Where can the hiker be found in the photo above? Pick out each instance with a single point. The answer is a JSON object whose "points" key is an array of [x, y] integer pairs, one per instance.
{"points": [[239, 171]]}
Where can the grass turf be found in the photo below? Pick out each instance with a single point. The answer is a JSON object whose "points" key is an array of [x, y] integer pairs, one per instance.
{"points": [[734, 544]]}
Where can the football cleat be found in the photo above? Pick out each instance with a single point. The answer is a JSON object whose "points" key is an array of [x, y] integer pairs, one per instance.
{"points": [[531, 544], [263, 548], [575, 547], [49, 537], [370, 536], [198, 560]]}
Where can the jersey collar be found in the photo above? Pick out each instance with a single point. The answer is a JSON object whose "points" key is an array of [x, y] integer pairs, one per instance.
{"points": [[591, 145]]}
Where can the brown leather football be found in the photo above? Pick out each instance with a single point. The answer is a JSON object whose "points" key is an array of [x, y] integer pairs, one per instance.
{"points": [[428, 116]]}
_ _ _
Task directions
Copy every line of the material above again, the wording before each answer included, and shift each coordinate in the answers by adding -146 to it.

Result of this exercise
Where can the hiker be found in the photo above? Pick out each instance with a single point. The answer is a JSON object whose "points" key is an array of [x, y] integer pairs, one per instance.
{"points": [[93, 25]]}
Where can the grass turf be found in the photo below? Pick out each instance with a single point. The answer is a JSON object whose "points" key is an array of [x, y] integer pairs, one per instance.
{"points": [[588, 398]]}
Where can the football cleat be found in the photo above? Pick out each instance with a single point. The answer is a JSON object whose "points" key is an array of [x, y] integer pairs, one per instance.
{"points": [[385, 398], [117, 402], [429, 401], [-97, 391], [224, 390], [52, 414]]}
Where can the jersey collar be found in the photo above? Pick out each instance with a single point. The answer is a JSON object whose "points" key is an array of [x, y] integer pairs, one per instance.
{"points": [[445, -1]]}
Where can the brown leather football be found in the photo above? Pick out each instance with a single point. The answer is a JSON object whose "points" key is an array of [x, y] integer pairs, one per instance.
{"points": [[282, -30]]}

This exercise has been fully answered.